Stored data entries
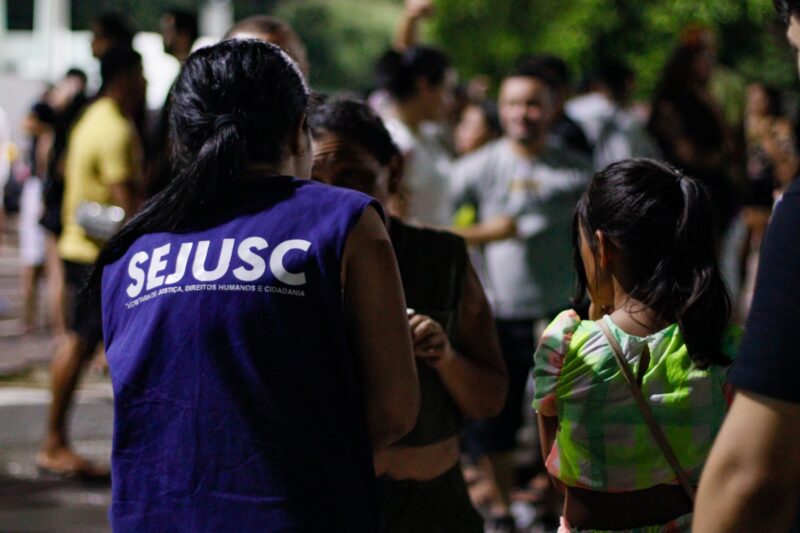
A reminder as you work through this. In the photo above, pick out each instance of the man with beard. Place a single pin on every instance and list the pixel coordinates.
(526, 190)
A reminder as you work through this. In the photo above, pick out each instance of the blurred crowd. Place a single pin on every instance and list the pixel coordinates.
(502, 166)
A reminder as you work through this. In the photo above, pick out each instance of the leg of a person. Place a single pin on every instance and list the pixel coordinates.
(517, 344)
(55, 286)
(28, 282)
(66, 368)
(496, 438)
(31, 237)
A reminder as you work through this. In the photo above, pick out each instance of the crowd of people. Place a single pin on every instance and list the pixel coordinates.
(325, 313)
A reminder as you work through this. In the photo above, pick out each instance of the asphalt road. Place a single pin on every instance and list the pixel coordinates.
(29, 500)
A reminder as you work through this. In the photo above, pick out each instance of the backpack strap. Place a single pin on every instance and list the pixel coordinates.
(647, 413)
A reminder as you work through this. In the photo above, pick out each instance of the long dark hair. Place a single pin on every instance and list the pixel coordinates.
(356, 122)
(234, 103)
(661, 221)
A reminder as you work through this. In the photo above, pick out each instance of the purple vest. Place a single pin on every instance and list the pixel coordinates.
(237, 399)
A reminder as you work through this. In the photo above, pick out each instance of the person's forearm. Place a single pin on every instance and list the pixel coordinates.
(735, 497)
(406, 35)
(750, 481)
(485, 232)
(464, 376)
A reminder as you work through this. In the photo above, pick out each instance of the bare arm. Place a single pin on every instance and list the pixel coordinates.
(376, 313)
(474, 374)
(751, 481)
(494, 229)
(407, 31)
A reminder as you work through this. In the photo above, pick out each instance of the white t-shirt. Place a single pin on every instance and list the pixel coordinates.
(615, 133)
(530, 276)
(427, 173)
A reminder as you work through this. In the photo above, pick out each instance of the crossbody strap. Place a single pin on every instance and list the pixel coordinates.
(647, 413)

* [YOUR OBJECTIVE]
Please repeat the lines above exactly, beginning with the line that contains "of the purple" and ending with the final one.

* [RESPONSE TO THIS EXERCISE]
A reminder as you work through this. In the photo above, pick out each instance of the purple vest. Place a single pin on every instance and list the pixel coordinates.
(237, 399)
A reminder as you work through this. In the photo above, pick out each instance of the person's forearm. Place a single pin on every instance and list the pixel coordinates.
(735, 497)
(406, 35)
(750, 481)
(485, 232)
(464, 376)
A reminder as you work through this. In the photo above, pick out each instance of the bare arm. Place a single pin on every instance and list the pixel coordinates.
(376, 313)
(474, 374)
(751, 481)
(494, 229)
(407, 31)
A reminder as you work through this. In the photo above, pick out each instance of the white t-shirt. Place a single pin on every instance and list the pixel coordinates.
(615, 133)
(530, 276)
(427, 173)
A reminder as you work through this. In the photo above, pick out each instance of the crossbody strap. Place a single pin on every instance and list the pixel coordinates.
(647, 413)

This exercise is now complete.